##### Data for this task

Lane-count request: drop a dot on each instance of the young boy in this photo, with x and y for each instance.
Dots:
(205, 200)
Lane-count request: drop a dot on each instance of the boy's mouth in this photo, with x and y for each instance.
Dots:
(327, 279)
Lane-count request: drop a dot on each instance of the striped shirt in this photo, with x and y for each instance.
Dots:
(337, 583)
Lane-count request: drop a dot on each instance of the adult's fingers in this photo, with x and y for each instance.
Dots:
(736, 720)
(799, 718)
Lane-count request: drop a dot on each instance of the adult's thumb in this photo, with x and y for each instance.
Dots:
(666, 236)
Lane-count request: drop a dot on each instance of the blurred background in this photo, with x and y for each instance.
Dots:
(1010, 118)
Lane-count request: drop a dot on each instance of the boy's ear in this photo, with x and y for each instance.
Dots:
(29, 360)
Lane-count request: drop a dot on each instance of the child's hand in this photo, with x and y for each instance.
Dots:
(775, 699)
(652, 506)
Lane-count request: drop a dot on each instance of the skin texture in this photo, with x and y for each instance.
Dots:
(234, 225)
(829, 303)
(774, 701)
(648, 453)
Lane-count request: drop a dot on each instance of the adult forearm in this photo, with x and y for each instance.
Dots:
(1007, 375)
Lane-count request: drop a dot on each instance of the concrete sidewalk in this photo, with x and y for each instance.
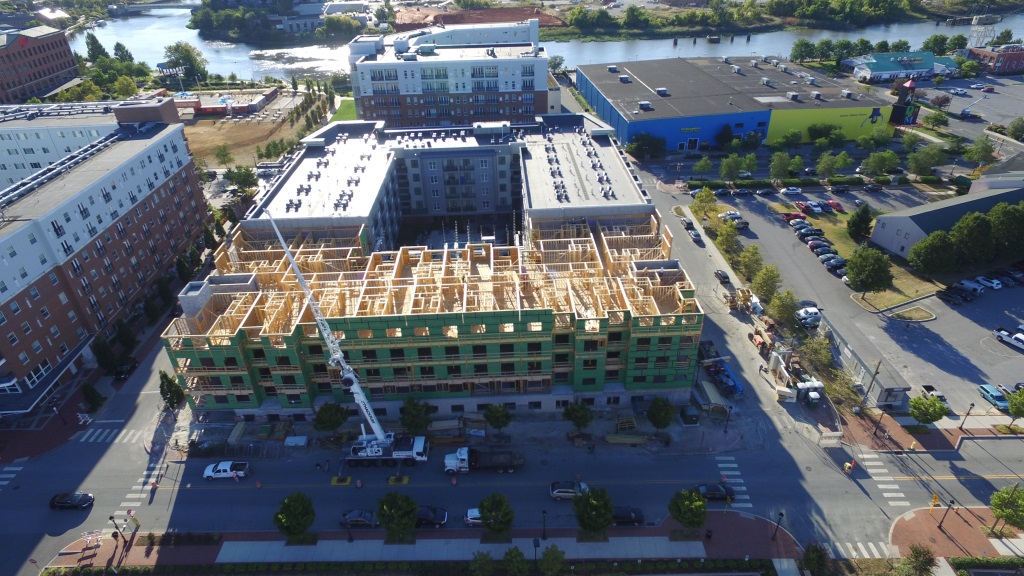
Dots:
(732, 536)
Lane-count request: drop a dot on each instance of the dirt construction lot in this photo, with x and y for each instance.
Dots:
(205, 135)
(414, 17)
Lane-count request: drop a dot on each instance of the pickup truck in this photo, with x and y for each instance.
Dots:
(226, 468)
(935, 393)
(466, 459)
(1006, 336)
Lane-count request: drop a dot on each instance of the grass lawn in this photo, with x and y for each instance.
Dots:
(906, 286)
(346, 111)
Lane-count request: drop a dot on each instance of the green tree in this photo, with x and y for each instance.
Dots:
(1016, 129)
(924, 161)
(295, 516)
(859, 224)
(981, 151)
(921, 562)
(936, 120)
(580, 414)
(593, 511)
(778, 166)
(515, 563)
(223, 154)
(869, 270)
(1016, 407)
(934, 254)
(750, 261)
(482, 564)
(730, 167)
(1008, 228)
(189, 58)
(689, 508)
(766, 283)
(646, 146)
(122, 53)
(660, 413)
(415, 416)
(782, 306)
(124, 88)
(927, 409)
(94, 48)
(170, 392)
(498, 415)
(972, 237)
(704, 203)
(555, 64)
(702, 166)
(496, 515)
(552, 561)
(396, 512)
(330, 416)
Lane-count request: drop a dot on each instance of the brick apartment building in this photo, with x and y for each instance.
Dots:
(34, 62)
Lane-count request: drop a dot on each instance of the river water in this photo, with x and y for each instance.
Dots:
(145, 36)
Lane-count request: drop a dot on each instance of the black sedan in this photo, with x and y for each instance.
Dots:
(716, 491)
(72, 500)
(358, 519)
(626, 516)
(431, 516)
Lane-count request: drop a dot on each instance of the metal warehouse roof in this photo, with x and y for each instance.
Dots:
(710, 86)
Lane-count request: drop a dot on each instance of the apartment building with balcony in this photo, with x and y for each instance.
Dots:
(84, 237)
(453, 76)
(583, 303)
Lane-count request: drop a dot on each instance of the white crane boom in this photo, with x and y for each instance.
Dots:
(348, 377)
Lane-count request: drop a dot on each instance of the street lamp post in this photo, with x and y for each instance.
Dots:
(777, 524)
(964, 421)
(948, 507)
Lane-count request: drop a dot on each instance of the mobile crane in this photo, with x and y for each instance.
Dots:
(966, 114)
(370, 450)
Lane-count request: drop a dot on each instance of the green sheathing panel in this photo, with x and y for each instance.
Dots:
(445, 356)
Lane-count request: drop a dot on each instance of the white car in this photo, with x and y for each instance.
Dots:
(988, 282)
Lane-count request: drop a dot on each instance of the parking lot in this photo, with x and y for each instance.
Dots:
(954, 352)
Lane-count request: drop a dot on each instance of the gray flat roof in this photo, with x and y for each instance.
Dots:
(97, 166)
(710, 86)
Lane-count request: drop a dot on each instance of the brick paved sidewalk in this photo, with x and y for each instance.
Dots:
(734, 536)
(960, 535)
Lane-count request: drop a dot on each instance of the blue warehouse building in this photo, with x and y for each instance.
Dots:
(690, 101)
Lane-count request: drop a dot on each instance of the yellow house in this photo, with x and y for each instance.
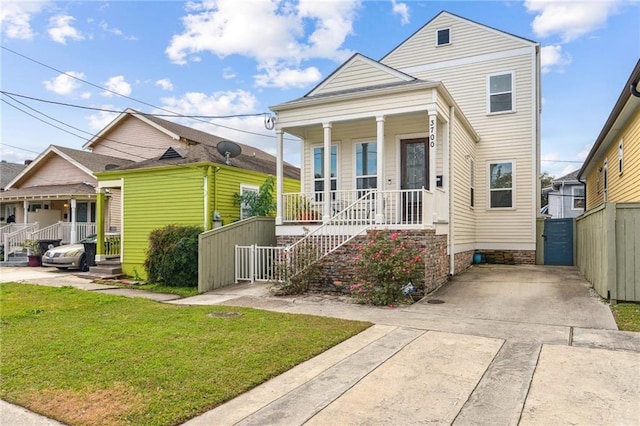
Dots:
(612, 169)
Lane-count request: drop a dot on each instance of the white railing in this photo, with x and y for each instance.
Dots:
(63, 231)
(259, 263)
(406, 207)
(13, 241)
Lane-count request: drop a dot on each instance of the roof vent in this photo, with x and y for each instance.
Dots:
(170, 154)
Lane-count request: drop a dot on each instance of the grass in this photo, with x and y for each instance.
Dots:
(627, 316)
(86, 358)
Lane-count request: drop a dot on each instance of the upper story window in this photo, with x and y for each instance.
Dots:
(620, 157)
(501, 184)
(366, 166)
(500, 93)
(577, 198)
(443, 36)
(318, 170)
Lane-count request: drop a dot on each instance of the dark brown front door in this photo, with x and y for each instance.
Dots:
(415, 175)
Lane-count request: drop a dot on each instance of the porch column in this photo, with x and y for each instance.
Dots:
(100, 223)
(327, 173)
(433, 131)
(74, 236)
(380, 169)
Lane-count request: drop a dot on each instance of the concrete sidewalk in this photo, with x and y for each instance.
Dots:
(509, 345)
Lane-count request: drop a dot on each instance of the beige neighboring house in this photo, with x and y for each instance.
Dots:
(54, 197)
(440, 138)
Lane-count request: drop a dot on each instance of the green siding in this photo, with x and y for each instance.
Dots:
(156, 197)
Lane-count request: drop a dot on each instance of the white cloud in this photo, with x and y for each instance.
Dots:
(15, 18)
(279, 41)
(401, 9)
(165, 84)
(552, 57)
(101, 119)
(117, 84)
(65, 84)
(61, 29)
(569, 19)
(288, 77)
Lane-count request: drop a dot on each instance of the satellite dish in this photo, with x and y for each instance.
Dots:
(229, 150)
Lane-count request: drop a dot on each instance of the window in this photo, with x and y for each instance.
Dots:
(366, 166)
(501, 185)
(318, 171)
(620, 156)
(472, 181)
(577, 194)
(443, 36)
(245, 208)
(500, 93)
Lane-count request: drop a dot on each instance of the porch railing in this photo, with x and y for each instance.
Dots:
(14, 240)
(413, 207)
(62, 231)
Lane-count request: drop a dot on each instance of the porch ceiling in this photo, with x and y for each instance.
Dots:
(47, 192)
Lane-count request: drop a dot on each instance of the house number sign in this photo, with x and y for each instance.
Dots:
(432, 132)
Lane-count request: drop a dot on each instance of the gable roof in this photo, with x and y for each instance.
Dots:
(251, 158)
(86, 161)
(201, 153)
(460, 18)
(8, 171)
(624, 108)
(393, 76)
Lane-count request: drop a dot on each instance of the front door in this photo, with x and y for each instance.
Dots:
(415, 175)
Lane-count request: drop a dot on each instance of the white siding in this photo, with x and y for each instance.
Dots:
(135, 140)
(55, 170)
(356, 75)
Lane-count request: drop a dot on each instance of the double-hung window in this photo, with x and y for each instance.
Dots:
(318, 171)
(501, 184)
(366, 166)
(577, 198)
(500, 93)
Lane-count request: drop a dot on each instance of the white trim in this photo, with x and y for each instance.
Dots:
(312, 147)
(443, 29)
(512, 91)
(249, 188)
(513, 185)
(620, 156)
(359, 57)
(467, 61)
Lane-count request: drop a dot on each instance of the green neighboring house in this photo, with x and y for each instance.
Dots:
(189, 183)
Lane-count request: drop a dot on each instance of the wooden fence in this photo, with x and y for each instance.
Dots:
(216, 249)
(608, 250)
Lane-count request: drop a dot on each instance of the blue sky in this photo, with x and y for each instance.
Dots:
(238, 57)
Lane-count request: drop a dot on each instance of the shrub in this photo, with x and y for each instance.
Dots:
(172, 257)
(387, 266)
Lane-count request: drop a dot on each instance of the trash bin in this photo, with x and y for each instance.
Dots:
(48, 244)
(90, 253)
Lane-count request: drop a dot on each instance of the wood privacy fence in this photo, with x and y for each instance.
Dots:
(216, 249)
(608, 250)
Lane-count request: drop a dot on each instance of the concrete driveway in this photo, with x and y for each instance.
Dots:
(510, 345)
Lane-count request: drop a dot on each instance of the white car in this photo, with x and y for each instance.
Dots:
(68, 256)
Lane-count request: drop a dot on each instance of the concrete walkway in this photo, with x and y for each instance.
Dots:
(524, 345)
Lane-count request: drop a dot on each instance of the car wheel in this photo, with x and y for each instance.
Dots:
(84, 265)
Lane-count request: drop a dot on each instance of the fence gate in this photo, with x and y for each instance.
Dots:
(558, 241)
(257, 263)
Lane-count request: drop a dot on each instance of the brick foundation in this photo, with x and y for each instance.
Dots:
(509, 257)
(337, 272)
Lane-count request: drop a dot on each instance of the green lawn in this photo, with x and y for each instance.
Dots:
(627, 316)
(86, 358)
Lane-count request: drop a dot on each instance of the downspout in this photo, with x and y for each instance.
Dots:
(452, 116)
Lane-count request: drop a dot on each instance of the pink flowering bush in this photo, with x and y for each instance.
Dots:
(388, 266)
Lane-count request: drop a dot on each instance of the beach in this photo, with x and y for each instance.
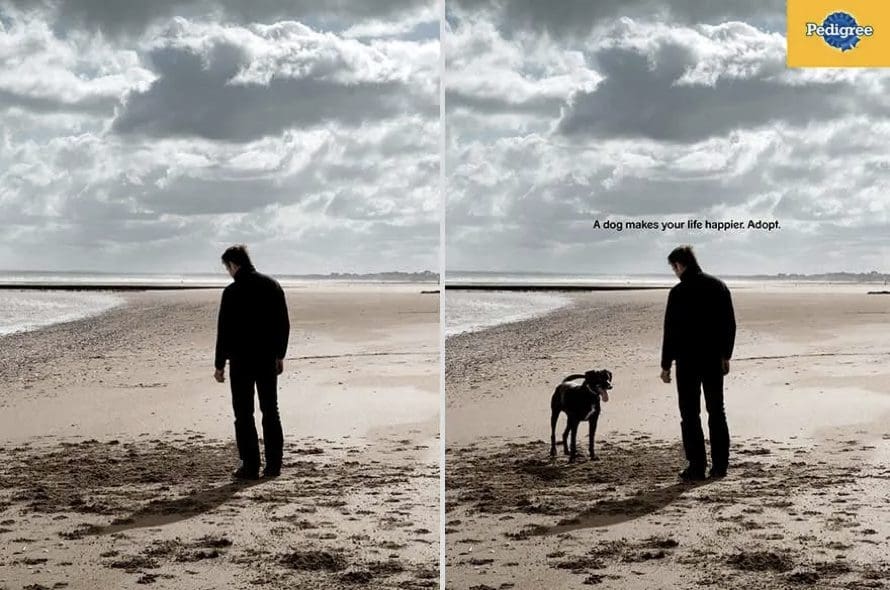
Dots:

##########

◆ Exercise aim
When a line contains the string "neighboring", copy it from the records.

◆ Final answer
Lane-count request: drop a dot on each instance of the beige neighboring house in this photo, with x and y for each instance.
Lane-count request: drop a dot on each instance of the green neighboring house in this photo, with x and y for each instance.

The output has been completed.